** Start INFORMATION PROVIDED **

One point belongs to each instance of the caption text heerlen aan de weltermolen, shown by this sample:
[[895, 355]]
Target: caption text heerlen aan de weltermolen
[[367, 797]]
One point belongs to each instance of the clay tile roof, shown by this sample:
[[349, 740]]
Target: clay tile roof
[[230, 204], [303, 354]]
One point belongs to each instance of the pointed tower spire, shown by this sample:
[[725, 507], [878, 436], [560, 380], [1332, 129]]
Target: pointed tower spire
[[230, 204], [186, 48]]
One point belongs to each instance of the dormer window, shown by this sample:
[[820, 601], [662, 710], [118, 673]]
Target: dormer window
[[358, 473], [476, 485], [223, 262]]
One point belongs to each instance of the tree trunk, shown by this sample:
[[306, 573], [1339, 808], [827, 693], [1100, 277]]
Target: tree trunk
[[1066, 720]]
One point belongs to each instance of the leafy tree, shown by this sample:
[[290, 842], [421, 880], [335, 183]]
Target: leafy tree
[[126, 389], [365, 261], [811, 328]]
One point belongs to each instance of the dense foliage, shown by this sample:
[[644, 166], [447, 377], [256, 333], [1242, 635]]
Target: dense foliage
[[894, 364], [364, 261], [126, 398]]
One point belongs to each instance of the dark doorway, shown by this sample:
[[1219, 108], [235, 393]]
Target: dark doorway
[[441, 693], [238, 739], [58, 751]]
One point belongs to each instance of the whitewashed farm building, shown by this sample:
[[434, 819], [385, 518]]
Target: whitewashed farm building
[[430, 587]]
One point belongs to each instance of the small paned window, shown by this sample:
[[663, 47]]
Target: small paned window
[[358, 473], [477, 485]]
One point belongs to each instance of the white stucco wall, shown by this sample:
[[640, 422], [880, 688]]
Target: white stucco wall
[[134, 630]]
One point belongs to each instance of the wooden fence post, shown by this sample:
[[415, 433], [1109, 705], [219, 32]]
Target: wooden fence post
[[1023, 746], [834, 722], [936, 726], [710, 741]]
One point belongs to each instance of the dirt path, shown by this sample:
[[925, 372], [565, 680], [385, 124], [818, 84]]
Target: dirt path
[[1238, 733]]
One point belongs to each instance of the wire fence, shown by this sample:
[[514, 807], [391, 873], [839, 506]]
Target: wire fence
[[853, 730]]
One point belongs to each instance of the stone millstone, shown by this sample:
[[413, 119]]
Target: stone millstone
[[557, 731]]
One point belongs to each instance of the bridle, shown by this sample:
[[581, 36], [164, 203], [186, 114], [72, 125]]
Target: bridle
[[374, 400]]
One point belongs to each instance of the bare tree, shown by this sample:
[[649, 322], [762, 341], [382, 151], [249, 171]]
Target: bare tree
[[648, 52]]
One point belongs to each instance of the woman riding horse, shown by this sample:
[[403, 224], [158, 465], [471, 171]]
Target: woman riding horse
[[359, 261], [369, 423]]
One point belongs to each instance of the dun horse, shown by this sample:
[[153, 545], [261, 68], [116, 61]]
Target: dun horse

** End INFORMATION PROVIDED **

> **GIVEN REQUEST**: Rewrite all the entries above, changing "shown by this sample" to "marked by this sample" and leaving everything else as it is.

> **FULL SOLUTION**:
One point belongs to each instance of the caption text heerlen aan de weltermolen, marked by this sample:
[[895, 355]]
Target: caption text heerlen aan de weltermolen
[[367, 797]]
One point belongs to each instance of the clay tile roof, marked by this sample:
[[349, 740]]
Target: clay tile roof
[[230, 204], [303, 354]]
One point belongs to each instance of the pointed tower spire, marked by this sample:
[[725, 507], [878, 436], [560, 380], [1332, 129]]
Target: pointed tower spire
[[230, 204], [186, 48]]
One point belongs to each instance of the dormer window, marked by this sample:
[[820, 601], [662, 710], [118, 673]]
Target: dormer window
[[358, 473], [476, 485], [223, 262]]
One point belongs to each instance of the tree trunk, marked by this sample:
[[306, 573], [1339, 808], [827, 693], [1100, 277]]
Target: tree trunk
[[1066, 720]]
One point belongs to each instance of the leafy tree, marked by this sample:
[[290, 842], [421, 880], [335, 183]]
Target: leafy tree
[[126, 389], [365, 261], [811, 328]]
One point belongs to each instance of the dense foliage, marked by this sample:
[[644, 166], [447, 377], [256, 333], [1242, 635]]
Target: dense foliage
[[894, 364], [364, 261], [126, 398]]
One point belongs to each instance of the dark doorway, marked by this sample:
[[1219, 108], [235, 393]]
Target: dark doorway
[[441, 693], [238, 739], [58, 751]]
One point belongs to each instance of the whitewashed farm building, marked by this sample:
[[434, 819], [385, 518]]
Target: whitewashed farm building
[[430, 587]]
One point belongs to each instance of the small paned window, marked by this sample:
[[663, 47]]
Target: small paned window
[[358, 473], [477, 485]]
One point belongs to each instance of the white stucco wall, marked by this sample:
[[640, 422], [880, 688]]
Target: white stucco wall
[[134, 630]]
One point belongs to each instance of the wooden fence post, marked by this sample:
[[415, 433], [1109, 705], [219, 32]]
Target: wooden fence post
[[1023, 746], [834, 722], [936, 726], [710, 741]]
One point belongs to each instance of the dirt path, marked by this sample:
[[925, 372], [565, 680], [385, 124], [818, 84]]
Target: dirt path
[[1238, 733]]
One point belongs to each instance of the wire fence, marked by this sample:
[[514, 807], [391, 873], [839, 506]]
Target: wire fence
[[853, 730]]
One point belongs to each instance of the stone millstone, marked by this sample:
[[413, 119]]
Target: stone millstone
[[557, 731]]
One point belongs to each instance of the bridle, marked by this sample:
[[581, 36], [164, 203], [186, 114], [72, 125]]
Target: bridle
[[374, 400]]
One point belongs to each instance of the bare tree, marked by this sample:
[[649, 322], [762, 341], [382, 151], [249, 171]]
Target: bare tree
[[648, 52]]
One point belongs to each instance of the woman riding horse, marked by this sample:
[[403, 224], [158, 465], [471, 171]]
Target: woman riding horse
[[359, 261], [369, 423]]
One point belongs to each instance of the dun horse, marked by this sample:
[[153, 545], [261, 68], [116, 61]]
Target: dun horse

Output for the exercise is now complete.